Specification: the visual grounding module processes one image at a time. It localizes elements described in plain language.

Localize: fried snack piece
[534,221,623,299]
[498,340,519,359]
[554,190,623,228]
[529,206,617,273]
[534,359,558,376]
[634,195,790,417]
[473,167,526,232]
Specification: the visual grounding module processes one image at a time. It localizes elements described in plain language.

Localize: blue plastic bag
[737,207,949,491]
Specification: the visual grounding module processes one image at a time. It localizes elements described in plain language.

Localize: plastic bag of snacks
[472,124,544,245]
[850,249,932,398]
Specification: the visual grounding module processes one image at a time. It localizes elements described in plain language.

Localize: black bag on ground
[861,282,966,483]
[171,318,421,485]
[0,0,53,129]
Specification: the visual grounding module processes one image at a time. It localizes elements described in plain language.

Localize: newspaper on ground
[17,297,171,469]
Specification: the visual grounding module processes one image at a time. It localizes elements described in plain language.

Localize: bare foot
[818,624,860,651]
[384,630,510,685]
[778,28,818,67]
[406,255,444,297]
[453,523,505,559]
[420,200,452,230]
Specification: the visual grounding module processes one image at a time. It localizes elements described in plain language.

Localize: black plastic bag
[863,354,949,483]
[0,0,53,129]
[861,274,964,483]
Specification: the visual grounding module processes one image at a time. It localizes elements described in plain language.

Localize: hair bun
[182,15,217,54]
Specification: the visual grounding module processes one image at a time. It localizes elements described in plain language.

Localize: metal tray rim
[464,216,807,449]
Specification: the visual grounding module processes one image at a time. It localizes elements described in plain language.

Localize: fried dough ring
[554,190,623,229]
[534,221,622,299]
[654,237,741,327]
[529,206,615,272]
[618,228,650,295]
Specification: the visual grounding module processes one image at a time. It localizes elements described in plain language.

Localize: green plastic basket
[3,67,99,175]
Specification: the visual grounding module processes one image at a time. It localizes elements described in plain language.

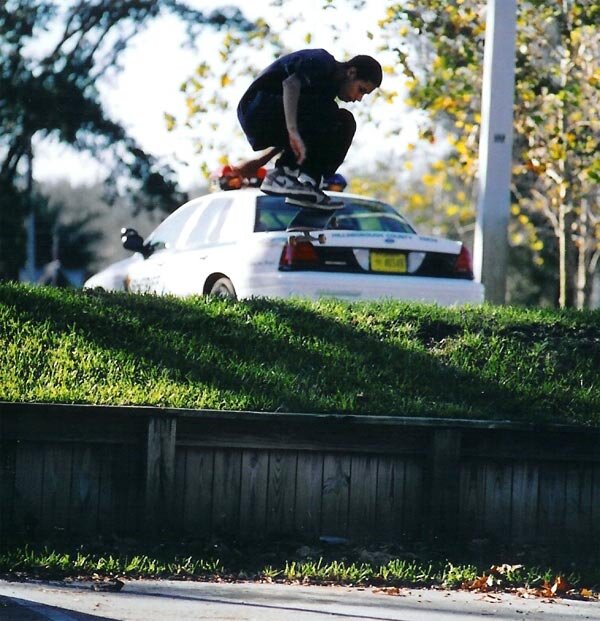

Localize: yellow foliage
[163,112,177,132]
[408,194,425,207]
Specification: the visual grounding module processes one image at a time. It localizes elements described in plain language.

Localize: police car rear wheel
[210,277,237,300]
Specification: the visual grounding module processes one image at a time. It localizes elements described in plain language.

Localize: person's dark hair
[345,54,383,88]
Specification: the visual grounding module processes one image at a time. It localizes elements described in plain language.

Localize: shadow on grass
[0,286,588,422]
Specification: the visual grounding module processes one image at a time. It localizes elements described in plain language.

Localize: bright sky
[34,0,414,188]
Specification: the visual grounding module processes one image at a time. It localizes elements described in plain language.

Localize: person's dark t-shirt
[242,49,337,100]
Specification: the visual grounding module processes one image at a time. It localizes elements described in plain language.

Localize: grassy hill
[0,284,600,425]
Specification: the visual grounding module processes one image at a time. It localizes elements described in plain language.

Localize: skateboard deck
[285,198,343,233]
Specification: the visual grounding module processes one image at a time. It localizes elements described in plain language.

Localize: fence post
[142,415,177,535]
[429,429,462,539]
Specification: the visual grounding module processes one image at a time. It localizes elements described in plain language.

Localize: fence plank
[348,455,379,539]
[294,451,323,538]
[459,459,485,540]
[144,416,177,533]
[510,461,540,543]
[212,449,242,536]
[483,462,513,534]
[402,458,426,540]
[321,454,350,537]
[41,443,73,533]
[537,463,566,544]
[70,445,101,536]
[267,451,298,536]
[376,456,405,539]
[15,443,45,538]
[178,448,214,538]
[564,464,593,551]
[426,429,462,537]
[240,450,269,539]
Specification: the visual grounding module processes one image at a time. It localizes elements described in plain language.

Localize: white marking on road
[6,597,78,621]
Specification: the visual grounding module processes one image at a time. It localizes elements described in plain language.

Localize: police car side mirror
[121,229,149,257]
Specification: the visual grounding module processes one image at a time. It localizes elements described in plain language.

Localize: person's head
[338,54,383,101]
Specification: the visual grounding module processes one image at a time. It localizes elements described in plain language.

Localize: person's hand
[288,131,306,165]
[231,160,260,179]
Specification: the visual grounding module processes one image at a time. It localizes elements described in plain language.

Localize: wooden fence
[0,403,600,557]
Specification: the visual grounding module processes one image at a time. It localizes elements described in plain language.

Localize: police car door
[128,200,201,294]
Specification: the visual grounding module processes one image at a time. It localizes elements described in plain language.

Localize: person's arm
[232,147,281,179]
[282,74,306,164]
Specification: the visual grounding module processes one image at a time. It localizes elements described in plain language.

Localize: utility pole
[473,0,517,304]
[25,138,36,282]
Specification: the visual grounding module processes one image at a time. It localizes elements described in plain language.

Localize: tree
[382,0,600,308]
[0,0,252,279]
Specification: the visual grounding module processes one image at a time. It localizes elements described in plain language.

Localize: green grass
[0,284,600,425]
[0,546,600,593]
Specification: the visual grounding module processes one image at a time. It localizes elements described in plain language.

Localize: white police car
[84,170,484,305]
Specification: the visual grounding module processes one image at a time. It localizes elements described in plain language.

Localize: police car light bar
[210,164,267,190]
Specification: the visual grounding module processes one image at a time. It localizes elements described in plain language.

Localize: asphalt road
[0,580,600,621]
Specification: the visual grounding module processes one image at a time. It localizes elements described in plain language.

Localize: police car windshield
[254,196,415,233]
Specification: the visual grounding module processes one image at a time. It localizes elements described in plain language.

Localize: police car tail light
[454,244,473,278]
[279,239,320,269]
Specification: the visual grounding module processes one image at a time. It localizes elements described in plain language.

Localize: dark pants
[237,91,356,182]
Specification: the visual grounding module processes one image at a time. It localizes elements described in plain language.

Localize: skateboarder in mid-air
[236,49,382,209]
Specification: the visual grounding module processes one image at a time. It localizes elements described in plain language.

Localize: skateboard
[285,198,343,244]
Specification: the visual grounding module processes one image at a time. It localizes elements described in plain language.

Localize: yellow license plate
[371,250,406,274]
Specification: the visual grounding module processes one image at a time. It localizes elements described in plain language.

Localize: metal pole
[473,0,517,304]
[25,138,36,282]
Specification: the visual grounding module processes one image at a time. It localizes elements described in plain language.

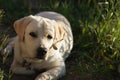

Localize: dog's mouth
[36,48,47,60]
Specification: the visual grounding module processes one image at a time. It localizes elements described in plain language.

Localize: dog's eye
[29,32,37,38]
[47,35,52,39]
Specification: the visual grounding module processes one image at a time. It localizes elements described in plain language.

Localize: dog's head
[14,15,65,59]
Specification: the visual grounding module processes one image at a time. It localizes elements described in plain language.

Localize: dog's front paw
[35,73,51,80]
[22,60,33,70]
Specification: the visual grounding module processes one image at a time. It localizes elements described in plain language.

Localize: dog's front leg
[2,37,16,55]
[11,60,35,75]
[35,65,66,80]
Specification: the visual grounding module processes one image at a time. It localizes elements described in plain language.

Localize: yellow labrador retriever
[4,11,73,80]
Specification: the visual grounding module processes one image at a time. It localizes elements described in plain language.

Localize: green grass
[0,0,120,80]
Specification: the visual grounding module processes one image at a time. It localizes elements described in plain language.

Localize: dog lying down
[4,11,73,80]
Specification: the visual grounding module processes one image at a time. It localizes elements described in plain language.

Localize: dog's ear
[53,21,66,50]
[14,15,33,41]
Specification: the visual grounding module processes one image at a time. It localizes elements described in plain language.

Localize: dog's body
[4,12,73,80]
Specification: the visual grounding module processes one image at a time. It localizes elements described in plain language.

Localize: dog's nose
[36,47,47,59]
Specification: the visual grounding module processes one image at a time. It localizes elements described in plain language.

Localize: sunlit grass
[0,0,120,80]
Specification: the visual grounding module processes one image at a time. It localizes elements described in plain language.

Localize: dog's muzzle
[36,47,47,59]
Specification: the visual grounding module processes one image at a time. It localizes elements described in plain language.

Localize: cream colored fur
[4,11,73,80]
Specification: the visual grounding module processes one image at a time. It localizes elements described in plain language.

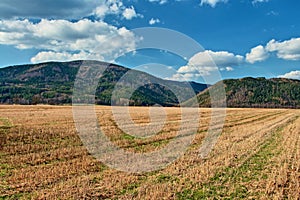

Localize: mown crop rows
[0,106,300,199]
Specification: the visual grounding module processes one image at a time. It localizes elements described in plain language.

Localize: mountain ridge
[0,60,207,106]
[0,60,300,108]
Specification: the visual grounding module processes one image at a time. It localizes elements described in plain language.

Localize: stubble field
[0,106,300,199]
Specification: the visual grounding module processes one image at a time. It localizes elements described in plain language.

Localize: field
[0,106,300,199]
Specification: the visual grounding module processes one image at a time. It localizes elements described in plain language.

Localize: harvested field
[0,105,300,199]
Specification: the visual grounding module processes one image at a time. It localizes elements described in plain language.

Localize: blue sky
[0,0,300,82]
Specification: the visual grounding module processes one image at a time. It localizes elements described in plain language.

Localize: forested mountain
[191,77,300,108]
[0,61,207,106]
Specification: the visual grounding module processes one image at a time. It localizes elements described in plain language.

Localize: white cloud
[220,67,234,72]
[0,0,99,19]
[0,19,137,61]
[246,45,269,64]
[149,18,160,25]
[266,38,300,60]
[123,6,138,20]
[278,70,300,80]
[93,0,143,20]
[200,0,228,8]
[171,50,244,80]
[252,0,269,4]
[149,0,168,5]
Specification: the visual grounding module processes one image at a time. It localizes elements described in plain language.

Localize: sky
[0,0,300,82]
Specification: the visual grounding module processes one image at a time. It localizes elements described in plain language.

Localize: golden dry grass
[0,106,300,199]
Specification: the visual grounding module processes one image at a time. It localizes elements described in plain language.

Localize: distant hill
[0,61,207,106]
[185,77,300,108]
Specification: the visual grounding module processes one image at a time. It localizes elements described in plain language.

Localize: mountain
[0,61,207,106]
[185,77,300,108]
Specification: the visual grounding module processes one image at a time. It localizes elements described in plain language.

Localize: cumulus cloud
[0,19,138,62]
[246,45,269,64]
[0,0,99,19]
[93,0,142,20]
[149,0,168,5]
[200,0,228,8]
[123,6,138,20]
[252,0,269,4]
[266,38,300,60]
[278,70,300,80]
[171,50,244,80]
[149,18,160,25]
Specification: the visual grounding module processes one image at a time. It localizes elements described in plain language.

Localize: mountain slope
[190,77,300,108]
[0,61,207,106]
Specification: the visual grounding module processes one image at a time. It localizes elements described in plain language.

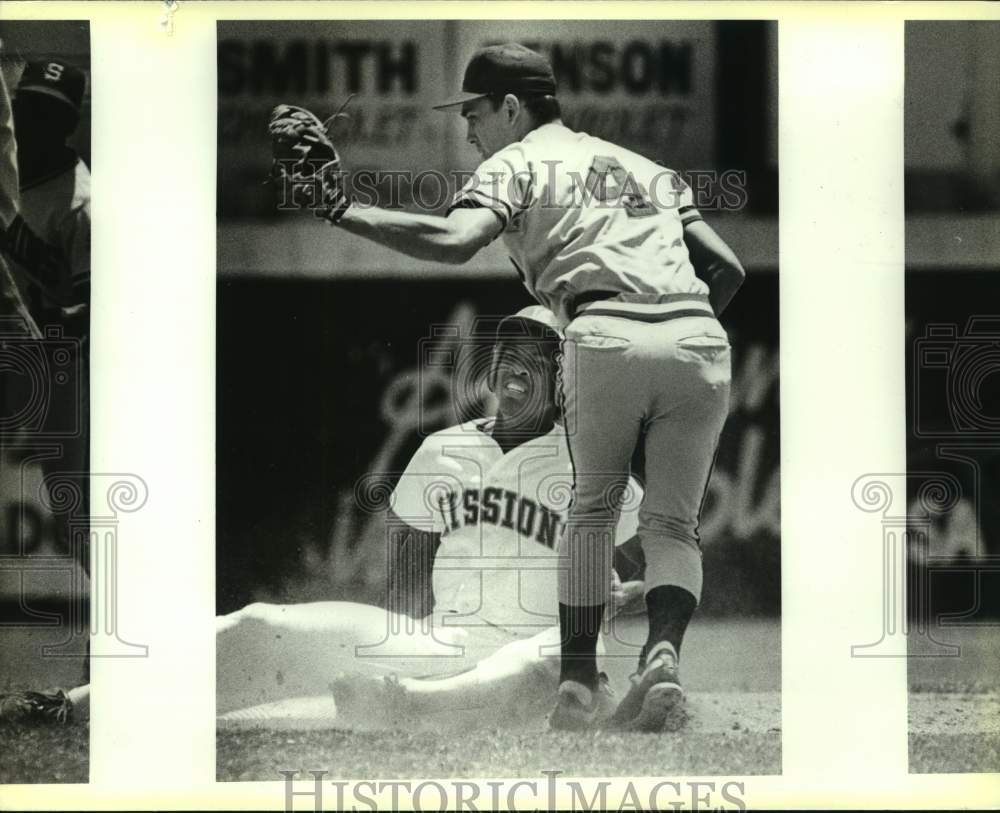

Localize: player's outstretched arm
[684,220,746,316]
[338,206,503,265]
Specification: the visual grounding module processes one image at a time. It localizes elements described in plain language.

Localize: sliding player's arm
[684,219,746,316]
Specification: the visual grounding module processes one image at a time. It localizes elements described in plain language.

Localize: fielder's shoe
[609,641,684,731]
[549,672,614,731]
[0,689,73,723]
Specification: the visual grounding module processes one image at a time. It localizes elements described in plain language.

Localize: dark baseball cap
[17,59,87,115]
[434,42,556,110]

+++

Reproduce every line of the items from the start up to and including the line with "[737,207,949,491]", and shift each bounding box coordinate in the answers up by 90.

Specification: the visual grounding module processes one image at a time. It localizes elements described in plain language.

Localize: fried snack piece
[624,311,713,389]
[588,430,609,449]
[644,280,713,318]
[619,296,707,363]
[624,449,648,466]
[724,285,880,507]
[563,257,616,322]
Specification: the visual grounding module processes one image at a time. It localizes elements described in plain language.

Localize: blue plastic bag
[827,297,1039,581]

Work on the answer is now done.